### [WHAT IS BEING ASKED]
Pull out every line in the data that has the string "below" in it.

[Opening EXERCISE DATA section]

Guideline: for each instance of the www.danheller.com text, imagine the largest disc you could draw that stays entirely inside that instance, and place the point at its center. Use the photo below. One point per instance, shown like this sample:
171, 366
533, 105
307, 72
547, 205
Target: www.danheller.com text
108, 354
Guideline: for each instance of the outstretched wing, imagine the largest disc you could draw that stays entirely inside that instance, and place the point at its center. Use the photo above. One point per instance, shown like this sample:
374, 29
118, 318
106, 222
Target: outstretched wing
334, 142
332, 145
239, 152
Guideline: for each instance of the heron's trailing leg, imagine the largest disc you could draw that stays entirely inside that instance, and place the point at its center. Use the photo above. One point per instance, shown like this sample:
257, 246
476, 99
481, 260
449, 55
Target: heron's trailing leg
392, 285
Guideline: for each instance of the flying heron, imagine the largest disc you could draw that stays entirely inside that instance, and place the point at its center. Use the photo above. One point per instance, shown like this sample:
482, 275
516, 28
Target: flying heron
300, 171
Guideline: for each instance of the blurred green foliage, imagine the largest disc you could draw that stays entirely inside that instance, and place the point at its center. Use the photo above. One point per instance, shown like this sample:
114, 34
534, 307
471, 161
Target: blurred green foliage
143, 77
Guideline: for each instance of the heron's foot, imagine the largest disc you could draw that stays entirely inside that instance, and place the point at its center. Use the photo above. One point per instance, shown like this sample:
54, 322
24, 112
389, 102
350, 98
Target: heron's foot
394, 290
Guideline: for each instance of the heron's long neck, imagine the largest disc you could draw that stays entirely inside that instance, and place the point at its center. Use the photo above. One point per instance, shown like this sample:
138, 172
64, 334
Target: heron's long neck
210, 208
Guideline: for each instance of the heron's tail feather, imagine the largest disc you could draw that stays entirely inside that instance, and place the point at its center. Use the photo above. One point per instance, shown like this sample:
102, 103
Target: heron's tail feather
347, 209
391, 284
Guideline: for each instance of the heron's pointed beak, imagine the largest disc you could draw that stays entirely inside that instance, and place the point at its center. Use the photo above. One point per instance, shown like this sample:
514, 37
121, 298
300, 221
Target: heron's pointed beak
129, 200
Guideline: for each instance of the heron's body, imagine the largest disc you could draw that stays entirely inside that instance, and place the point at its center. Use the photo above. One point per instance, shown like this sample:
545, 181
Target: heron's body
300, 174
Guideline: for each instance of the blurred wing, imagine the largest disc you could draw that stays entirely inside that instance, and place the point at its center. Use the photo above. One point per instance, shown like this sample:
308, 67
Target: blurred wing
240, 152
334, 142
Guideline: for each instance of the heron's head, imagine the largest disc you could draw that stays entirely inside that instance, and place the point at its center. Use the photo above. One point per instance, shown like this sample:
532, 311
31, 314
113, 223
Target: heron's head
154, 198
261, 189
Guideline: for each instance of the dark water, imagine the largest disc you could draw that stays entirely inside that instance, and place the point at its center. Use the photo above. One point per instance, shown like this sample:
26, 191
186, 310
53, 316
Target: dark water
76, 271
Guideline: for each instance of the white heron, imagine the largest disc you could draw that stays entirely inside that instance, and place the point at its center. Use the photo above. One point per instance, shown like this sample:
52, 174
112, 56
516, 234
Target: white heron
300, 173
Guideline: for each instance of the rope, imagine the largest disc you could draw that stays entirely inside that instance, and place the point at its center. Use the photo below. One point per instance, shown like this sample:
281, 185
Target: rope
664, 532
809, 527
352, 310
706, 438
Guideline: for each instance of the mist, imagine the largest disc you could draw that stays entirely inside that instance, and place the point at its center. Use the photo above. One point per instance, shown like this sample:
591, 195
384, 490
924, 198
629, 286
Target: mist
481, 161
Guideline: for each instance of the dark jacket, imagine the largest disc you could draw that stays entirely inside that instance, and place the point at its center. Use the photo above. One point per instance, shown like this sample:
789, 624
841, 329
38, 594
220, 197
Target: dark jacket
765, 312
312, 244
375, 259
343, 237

[Closing EXERCISE DATA section]

### [WORKED SOLUTION]
Guideline: for each instance of the www.danheller.com text, imagine the largest disc you could draw that stays entirely inside that instance, and place the point at its center. Use the photo below. One point per instance, shown like this sample:
Guideline: for each instance of the rope, imagine the largest disc you could draw that stays entirely inside that instance, and place the point at its center. Use the photo below. One point per instance, shown like this sample:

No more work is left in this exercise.